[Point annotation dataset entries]
= = =

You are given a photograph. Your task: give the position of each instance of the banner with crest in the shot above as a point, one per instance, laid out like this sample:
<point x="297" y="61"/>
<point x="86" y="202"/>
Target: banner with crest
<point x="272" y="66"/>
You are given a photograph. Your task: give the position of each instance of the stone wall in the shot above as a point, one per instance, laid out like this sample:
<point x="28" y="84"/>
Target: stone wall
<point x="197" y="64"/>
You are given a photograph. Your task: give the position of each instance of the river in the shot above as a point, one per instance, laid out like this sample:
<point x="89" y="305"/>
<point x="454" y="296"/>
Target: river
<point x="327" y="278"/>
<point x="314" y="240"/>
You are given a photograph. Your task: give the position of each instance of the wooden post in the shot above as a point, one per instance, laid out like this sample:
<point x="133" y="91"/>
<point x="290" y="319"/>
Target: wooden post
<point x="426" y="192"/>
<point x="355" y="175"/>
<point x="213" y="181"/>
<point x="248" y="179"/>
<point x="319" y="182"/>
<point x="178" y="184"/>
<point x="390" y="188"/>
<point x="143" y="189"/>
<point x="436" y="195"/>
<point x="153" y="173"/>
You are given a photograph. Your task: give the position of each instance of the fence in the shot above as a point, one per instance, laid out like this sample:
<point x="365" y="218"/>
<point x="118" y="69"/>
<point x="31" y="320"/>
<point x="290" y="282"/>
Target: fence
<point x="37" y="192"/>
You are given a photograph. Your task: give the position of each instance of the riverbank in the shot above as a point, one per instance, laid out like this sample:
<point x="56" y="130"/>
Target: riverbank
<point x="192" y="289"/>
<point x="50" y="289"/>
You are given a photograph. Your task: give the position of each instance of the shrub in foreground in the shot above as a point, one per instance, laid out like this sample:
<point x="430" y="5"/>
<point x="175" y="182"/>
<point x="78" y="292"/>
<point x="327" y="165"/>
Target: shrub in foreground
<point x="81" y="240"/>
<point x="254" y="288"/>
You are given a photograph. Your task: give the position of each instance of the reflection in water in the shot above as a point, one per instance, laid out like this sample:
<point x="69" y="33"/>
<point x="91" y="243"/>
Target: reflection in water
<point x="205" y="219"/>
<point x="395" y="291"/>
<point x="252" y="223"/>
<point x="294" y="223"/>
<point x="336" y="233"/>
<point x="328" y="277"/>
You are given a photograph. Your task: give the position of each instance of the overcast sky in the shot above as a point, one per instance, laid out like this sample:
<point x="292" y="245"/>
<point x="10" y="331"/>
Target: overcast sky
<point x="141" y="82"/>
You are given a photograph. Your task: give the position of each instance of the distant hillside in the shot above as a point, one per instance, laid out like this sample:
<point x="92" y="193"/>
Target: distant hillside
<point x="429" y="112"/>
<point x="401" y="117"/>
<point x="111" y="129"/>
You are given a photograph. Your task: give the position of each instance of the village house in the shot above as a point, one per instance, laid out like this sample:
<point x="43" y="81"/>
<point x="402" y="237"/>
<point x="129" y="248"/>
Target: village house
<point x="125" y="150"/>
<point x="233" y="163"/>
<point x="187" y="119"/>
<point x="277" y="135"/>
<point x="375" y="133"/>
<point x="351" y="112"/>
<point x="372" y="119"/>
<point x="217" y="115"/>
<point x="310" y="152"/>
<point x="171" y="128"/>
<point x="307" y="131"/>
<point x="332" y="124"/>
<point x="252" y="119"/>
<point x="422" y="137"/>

= = =

§ Prompt
Copy out every line of the entries, from the line that contains "of the reflection" through the last line, and shift each coordinate in the answer points up by 109. Leave every other number unchanged.

§ Exercise answer
You are given a photograph. Your task: give the position of each instance of the reflection in water in the shot above as a point, one per instance, laid out like this sample:
<point x="69" y="33"/>
<point x="91" y="243"/>
Target: reflection in water
<point x="314" y="328"/>
<point x="504" y="400"/>
<point x="361" y="332"/>
<point x="403" y="332"/>
<point x="445" y="342"/>
<point x="437" y="386"/>
You are given a photograph. Your task: give the position of each instance of the overcast sky in the shot above as a point, one per instance, laid out like this sample:
<point x="292" y="245"/>
<point x="10" y="331"/>
Target: overcast sky
<point x="250" y="191"/>
You are given a photograph. Your task: give the position of each instance of the distant hillside in the shot above as a point, one per instance, laid out like this sample:
<point x="92" y="193"/>
Target: distant hillside
<point x="538" y="221"/>
<point x="510" y="226"/>
<point x="220" y="238"/>
You are given a photograph. Your task: give the position of each instance of the village house in the shot above as a point, one per instance, laid out like this sample:
<point x="43" y="81"/>
<point x="402" y="237"/>
<point x="129" y="248"/>
Target: village house
<point x="234" y="259"/>
<point x="342" y="272"/>
<point x="296" y="228"/>
<point x="386" y="244"/>
<point x="484" y="242"/>
<point x="460" y="221"/>
<point x="481" y="228"/>
<point x="326" y="224"/>
<point x="419" y="261"/>
<point x="280" y="237"/>
<point x="416" y="240"/>
<point x="441" y="233"/>
<point x="361" y="228"/>
<point x="531" y="246"/>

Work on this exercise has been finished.